MicroCFD - Virtual Wind Tunnel Tutorial

Main Software Consulting Download Buy Publications Tutorial

MicroCFD Software Tutorial

The following tutorial is written for the educational edition of the Virtual Wind Tunnel program and includes hyperlinked graphical content. The professional edition only differs in tunnel resolution and has an additional batch run feature. Either tutorial edition (Edu / Pro) can be accessed within the program environment in plain text PDF for printing. Also available is a two-part introductory video tutorial covering the basics. If you have any questions or need technical support, please contact the Help desk.

Optimizing the display:

1. Your display should be set to its maximum resolution and 32-bit color for optimum text and image rendering. Right click on your empty desktop and select Personalize and Display to verify highest resolution and color quality.

2. If your text appears small at maximum resolution, click Set custom text size (DPI) and increase your DPI setting from 96 to 120. The default Microsoft Windows setting is 96 DPI.

3. MicroCFD Virtual Wind Tunnel was designed for 120 DPI, and all its windows will be resized to 80% when run at 96 DPI. The 800x600 wind tunnel will only be displayed at 640x480 at 96 DPI, and the one-to-one mapping between flow cell and pixel will be lost.

4. A 96 DPI setting should only be used if the maximum screen resolution is less than 1040x780. This will ensure that the main window can be seen in its entirety on smaller displays.



Setting up a new test:

1.  Select New Test from the File menu, if a previous test is loaded.

2. Set Tunnel Length, flow parameters, gas properties, simulation Time Step and Stop Time, or use the preset values. The Tunnel Length should be about four to five times the Model Length for slender shapes. For blunt shapes, the tunnel height should be about six times the model height.

3. Select Load Shape from the File menu to load a basic shape, an airfoil, or a custom designed shape. Shapes that extend beyond the tunnel dimensions are automatically scaled and centered upon loading, but can be resized and repositioned afterwards.

4. The Tunnel Coordinate System (TCS) is located in the lower left corner, with the x-axis pointing to the right and the y-axis pointing up. The height of the tunnel is 75% of its length. If the Tunnel Length is set to 8.00 (m), the height would be 6.00 (m), and any shape whose coordinates fall within 0 ≤ x ≤ 8 and 0 ≤ y ≤ 6 can be loaded directly, without scaling.
- - - - -
DIRECTIVE: Reproduce the passage of the MicroCFD tutorial that starts at "2. If your text" and ends at "on smaller displays.".

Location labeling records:
- - - - -
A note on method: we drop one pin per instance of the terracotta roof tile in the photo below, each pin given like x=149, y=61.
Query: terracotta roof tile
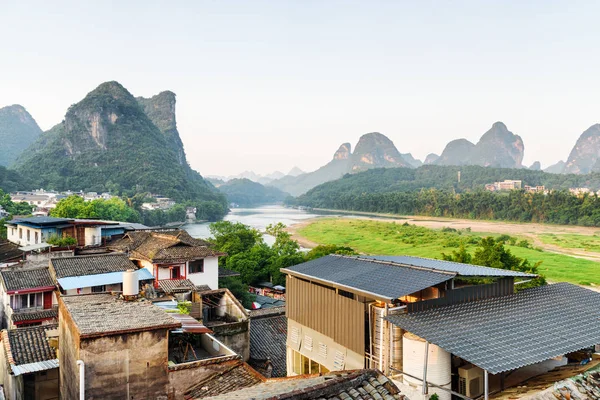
x=101, y=314
x=91, y=265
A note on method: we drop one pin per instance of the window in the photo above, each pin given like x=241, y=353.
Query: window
x=98, y=289
x=196, y=266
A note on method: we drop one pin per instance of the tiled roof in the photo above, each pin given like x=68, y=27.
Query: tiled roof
x=450, y=266
x=9, y=251
x=28, y=345
x=23, y=277
x=268, y=334
x=341, y=385
x=224, y=272
x=91, y=265
x=176, y=285
x=164, y=246
x=234, y=376
x=23, y=316
x=100, y=314
x=509, y=332
x=380, y=279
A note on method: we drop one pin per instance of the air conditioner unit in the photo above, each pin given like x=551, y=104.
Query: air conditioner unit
x=470, y=381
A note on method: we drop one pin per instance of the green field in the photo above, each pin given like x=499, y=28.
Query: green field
x=572, y=241
x=389, y=238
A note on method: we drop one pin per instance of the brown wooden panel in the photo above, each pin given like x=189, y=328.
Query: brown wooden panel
x=327, y=312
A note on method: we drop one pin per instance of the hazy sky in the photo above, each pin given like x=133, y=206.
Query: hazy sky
x=267, y=85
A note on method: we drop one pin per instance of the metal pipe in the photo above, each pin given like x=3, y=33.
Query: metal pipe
x=425, y=368
x=81, y=379
x=485, y=385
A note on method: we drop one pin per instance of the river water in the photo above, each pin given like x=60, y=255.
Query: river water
x=258, y=218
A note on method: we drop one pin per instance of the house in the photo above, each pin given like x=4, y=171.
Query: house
x=430, y=320
x=94, y=273
x=133, y=349
x=29, y=364
x=365, y=384
x=27, y=292
x=35, y=230
x=171, y=254
x=268, y=335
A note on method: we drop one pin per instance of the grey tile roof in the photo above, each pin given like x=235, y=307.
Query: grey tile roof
x=23, y=315
x=28, y=345
x=231, y=376
x=268, y=334
x=100, y=314
x=176, y=285
x=385, y=280
x=341, y=385
x=505, y=333
x=449, y=266
x=24, y=277
x=91, y=265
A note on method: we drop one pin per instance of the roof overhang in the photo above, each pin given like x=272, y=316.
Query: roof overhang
x=111, y=278
x=509, y=332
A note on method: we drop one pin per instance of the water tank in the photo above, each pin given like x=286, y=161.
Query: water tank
x=131, y=285
x=438, y=365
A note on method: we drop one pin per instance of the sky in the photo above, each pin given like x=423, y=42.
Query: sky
x=269, y=85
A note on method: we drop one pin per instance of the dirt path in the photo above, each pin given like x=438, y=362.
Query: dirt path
x=529, y=230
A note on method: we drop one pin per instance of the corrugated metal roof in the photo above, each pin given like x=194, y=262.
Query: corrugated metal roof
x=458, y=268
x=74, y=282
x=34, y=367
x=506, y=333
x=384, y=280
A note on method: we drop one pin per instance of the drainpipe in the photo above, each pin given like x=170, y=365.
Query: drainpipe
x=81, y=379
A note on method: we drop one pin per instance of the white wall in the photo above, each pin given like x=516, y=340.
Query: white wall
x=209, y=277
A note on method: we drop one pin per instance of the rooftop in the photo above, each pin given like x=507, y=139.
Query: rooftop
x=383, y=280
x=268, y=335
x=450, y=266
x=164, y=246
x=45, y=221
x=104, y=314
x=505, y=333
x=28, y=350
x=91, y=265
x=26, y=277
x=349, y=385
x=231, y=376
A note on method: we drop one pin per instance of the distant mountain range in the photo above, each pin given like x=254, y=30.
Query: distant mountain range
x=111, y=141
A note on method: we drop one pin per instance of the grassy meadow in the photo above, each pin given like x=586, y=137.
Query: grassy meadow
x=391, y=238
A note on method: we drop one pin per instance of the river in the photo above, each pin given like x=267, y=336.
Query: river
x=258, y=218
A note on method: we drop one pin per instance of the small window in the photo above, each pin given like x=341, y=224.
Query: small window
x=196, y=266
x=98, y=289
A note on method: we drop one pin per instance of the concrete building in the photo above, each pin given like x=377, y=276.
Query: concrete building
x=172, y=254
x=29, y=364
x=94, y=273
x=133, y=349
x=27, y=293
x=429, y=321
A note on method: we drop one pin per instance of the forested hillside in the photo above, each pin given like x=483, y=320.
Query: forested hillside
x=435, y=191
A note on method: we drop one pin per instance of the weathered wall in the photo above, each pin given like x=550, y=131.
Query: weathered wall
x=236, y=336
x=68, y=354
x=134, y=363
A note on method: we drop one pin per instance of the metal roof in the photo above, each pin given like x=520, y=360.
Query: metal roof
x=383, y=280
x=449, y=266
x=110, y=278
x=510, y=332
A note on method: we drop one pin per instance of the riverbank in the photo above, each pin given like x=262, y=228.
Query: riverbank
x=371, y=235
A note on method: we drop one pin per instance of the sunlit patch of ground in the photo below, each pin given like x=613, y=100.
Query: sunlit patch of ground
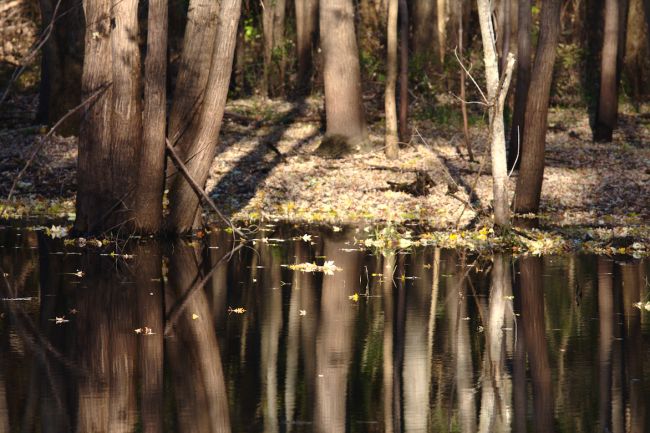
- - - - -
TASK RESPONSE:
2. If your text appears small at maximum resolution, click Set custom text size (DPI) and increase your DPI setting from 96 to 120. The default Microsoft Windows setting is 96 DPI.

3. MicroCFD Virtual Wind Tunnel was designed for 120 DPI, and all its windows will be resized to 80% when run at 96 DPI. The 800x600 wind tunnel will only be displayed at 640x480 at 96 DPI, and the one-to-one mapping between flow cell and pixel will be lost.

4. A 96 DPI setting should only be used if the maximum screen resolution is less than 1040x780. This will ensure that the main window can be seen in its entirety on smaller displays.